SELECTED EXCERPT START

Palm Sunday
Knowing our need to see and to touch, the Church offers our senses a veritable feast during Holy Week. And who doesn’t love a free door gift, right? Catholics are no different. Today, we get to collect and hold our palms at the start of this Mass as we welcome the King of Kings. The palms, explains the liturgist Fr Pius Parsch, are “symbols of our loyalty to Him and of our willingness to do Him homage.” Thursday, we will witness the priest wash the feet of members of the congregation. Friday is when we march to the front to express our reverence and devotion to the wood of the cross, on which hung the salvation of the world. And on Saturday, we will hold candles as we welcome the Light of the World into our midst, into our world darkened by sin and death, now vanquished by our Risen Lord.
For many, these precious sacramentals were painfully denied to us and we had to be contented with the virtual experience of following these liturgical celebrations online. We could see but not touch. We could hear but not feel. These past few years had not just disrupted our routines but they had also been an assault to our sense of humanity. Seeing, hearing, touching, smelling and feeling is part of what makes us human.
But this year, we are back with a vengeance. We have been beaten, bruised, starved, masked, vaccinated, sanitised and deprived, but not defeated. Like the palms we hold, symbols of a martyr’s victory over death, we have survived. Like a Phoenix which rises anew from the ashes of its destruction, we Catholics have been reborn. Our victory is in Christ who faced death without flinching and even embraced it in a wrestle to the end and emerged victorious.

SELECTED EXCERPT END
RECORDED INFORMATION START

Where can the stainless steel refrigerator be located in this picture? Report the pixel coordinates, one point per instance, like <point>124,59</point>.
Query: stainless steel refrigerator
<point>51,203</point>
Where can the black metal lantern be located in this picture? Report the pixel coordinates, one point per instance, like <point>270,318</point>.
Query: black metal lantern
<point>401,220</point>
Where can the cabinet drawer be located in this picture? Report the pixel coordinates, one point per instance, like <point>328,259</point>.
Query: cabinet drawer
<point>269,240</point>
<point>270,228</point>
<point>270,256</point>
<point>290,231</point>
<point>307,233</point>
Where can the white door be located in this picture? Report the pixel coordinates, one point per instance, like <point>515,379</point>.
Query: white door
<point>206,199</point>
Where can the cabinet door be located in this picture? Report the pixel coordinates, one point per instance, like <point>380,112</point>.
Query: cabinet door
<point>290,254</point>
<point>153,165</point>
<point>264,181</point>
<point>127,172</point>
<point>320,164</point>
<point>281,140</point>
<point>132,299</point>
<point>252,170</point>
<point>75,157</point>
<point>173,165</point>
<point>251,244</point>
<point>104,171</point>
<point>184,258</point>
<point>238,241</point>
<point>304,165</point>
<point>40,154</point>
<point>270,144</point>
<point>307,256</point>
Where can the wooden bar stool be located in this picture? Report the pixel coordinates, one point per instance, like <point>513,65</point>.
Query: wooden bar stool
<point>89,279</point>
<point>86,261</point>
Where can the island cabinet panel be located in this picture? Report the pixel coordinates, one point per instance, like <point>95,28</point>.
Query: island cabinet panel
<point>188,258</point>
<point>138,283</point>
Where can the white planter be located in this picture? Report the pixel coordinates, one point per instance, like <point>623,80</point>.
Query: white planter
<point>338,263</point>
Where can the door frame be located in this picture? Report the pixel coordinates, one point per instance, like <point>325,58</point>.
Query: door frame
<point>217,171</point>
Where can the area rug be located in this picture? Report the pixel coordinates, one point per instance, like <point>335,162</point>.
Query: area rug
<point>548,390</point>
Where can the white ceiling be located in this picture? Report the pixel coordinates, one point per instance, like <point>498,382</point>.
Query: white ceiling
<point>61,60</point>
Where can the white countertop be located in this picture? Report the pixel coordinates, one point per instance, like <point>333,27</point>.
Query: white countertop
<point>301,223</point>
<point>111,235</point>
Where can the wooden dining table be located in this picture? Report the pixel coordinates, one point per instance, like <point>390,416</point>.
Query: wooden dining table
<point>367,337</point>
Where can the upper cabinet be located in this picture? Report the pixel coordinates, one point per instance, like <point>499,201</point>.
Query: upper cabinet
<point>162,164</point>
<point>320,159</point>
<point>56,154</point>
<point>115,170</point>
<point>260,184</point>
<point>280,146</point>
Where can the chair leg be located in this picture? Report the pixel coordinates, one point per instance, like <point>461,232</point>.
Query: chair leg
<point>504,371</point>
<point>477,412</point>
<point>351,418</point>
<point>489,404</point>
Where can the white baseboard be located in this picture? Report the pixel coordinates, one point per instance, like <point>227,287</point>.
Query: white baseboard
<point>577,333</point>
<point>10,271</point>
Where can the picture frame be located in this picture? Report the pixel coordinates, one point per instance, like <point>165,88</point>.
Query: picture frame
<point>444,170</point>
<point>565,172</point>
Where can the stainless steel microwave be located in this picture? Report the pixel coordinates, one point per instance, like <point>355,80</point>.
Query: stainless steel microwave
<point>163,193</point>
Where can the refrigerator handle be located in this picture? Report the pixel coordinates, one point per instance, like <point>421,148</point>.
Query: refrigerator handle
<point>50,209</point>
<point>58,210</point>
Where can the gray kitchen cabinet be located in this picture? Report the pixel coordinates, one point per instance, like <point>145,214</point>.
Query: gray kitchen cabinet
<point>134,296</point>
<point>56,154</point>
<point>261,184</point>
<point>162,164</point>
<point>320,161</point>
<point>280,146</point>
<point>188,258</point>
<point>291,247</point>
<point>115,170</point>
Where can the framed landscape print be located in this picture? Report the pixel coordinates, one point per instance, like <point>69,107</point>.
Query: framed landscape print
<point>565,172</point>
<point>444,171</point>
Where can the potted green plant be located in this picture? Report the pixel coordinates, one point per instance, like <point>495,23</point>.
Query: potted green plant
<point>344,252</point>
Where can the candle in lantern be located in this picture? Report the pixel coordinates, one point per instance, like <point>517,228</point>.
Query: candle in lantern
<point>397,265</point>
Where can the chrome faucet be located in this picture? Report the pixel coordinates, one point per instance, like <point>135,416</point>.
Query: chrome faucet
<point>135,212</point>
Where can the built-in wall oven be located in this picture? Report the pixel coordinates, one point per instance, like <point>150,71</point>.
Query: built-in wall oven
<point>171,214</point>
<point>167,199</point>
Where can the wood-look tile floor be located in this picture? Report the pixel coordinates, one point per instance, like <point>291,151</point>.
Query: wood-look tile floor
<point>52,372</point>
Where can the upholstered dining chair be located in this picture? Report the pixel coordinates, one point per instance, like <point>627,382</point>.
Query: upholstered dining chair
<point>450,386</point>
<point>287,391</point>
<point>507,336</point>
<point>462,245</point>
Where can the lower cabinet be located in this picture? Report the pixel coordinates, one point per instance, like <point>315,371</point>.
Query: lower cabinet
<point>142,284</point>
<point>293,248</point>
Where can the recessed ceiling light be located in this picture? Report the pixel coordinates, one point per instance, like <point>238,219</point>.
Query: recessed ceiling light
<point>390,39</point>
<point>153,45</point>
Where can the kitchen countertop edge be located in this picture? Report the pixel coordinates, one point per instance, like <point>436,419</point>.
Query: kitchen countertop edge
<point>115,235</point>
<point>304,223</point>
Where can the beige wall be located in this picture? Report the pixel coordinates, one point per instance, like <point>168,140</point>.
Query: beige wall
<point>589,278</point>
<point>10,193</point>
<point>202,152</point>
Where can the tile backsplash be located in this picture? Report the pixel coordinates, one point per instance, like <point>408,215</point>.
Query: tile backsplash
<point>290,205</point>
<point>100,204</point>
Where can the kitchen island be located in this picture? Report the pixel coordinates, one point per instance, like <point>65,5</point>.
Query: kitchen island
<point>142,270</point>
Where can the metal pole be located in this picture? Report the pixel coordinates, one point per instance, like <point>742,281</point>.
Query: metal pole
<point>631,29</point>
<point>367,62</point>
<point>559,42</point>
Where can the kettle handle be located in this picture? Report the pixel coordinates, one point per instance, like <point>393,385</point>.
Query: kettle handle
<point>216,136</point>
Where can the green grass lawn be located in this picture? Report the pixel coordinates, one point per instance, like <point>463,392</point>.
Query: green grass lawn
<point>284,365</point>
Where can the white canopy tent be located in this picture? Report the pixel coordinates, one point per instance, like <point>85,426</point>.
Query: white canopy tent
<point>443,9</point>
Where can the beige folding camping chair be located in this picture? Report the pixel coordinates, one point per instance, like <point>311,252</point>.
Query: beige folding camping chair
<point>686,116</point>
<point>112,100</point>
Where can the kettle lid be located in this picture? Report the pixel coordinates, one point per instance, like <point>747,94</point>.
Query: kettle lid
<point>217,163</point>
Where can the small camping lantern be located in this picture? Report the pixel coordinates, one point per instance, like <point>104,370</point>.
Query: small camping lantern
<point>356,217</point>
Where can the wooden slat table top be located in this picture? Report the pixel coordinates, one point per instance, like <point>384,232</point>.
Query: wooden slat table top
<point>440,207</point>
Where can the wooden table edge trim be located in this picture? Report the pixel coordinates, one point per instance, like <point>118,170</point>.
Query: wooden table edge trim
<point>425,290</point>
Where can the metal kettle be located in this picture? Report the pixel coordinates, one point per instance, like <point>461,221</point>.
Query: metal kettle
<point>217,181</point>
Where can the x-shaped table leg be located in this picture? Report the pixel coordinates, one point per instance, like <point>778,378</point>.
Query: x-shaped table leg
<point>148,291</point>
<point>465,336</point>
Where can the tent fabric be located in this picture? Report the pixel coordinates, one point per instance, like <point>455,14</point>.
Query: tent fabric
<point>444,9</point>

RECORDED INFORMATION END

→ **GOAL OF THE EXERCISE**: Extend the Palm Sunday reflection above, picking up right after its last sentence.

→ **WRITTEN ANSWER**:
Today, at the start of Holy Week, the liturgy already provides us with a teaser of the ending. Yes, we have heard how our Lord would suffer in the long passion reading according to St Matthew, but we are also given a glimpse of how His passion is also a triumphant procession to victory: “Hosanna to the Son of David! Blessed is he who comes in the name of the Lord! Hosanna in the highest!” Hosanna is the cry of the people to God to “save us” and our Lord Jesus Christ is the answer to their pleas because His name, Jesus, means God saves!
The procession we witnessed at the start of today’s liturgy commemorates the procession our Lord undertook when He entered Jerusalem to fulfil His mission. It was one of the few times in His life that our Lord accepted public honours. He only did so on His own terms, upsetting all our expectations of what we think a king should be. The palms which the citizens of Jerusalem held have also taken on a new meaning because of Christ. They are now symbols of martyrdom, a Christian’s true glory and honour. Our Lord received gold, the symbol of kingly power, only as a helpless infant. Now, as a man who has manifested unimaginable power, He chooses the meekness prophesied by Zechariah, repeated in today’s Mass: “Tell the daughter of Sion, Behold, your king is coming to you, humble, and mounted on an ass, and on a colt, the foal of an ass” (Matthew 21:5) “He is the king of peace,” writes the late Pope Benedict XVI, “and by God’s power, not His own.”
In just a few days, the lauds will turn to sneers: “We have no king but Caesar!” A distressed Pilate puts the question to Jesus, “Are you the king of the Jews?” “My kingdom is not of this world,” He replies. He is Lord not just of a particular people, nor even of “this world.” He transcends all that this world has to offer. He is Truth itself, the very foundation upon which the world rests. “For this I was born, and for this I have come into the world, to bear witness to the truth. Everyone who is of the truth hears my voice.” (John 18:37)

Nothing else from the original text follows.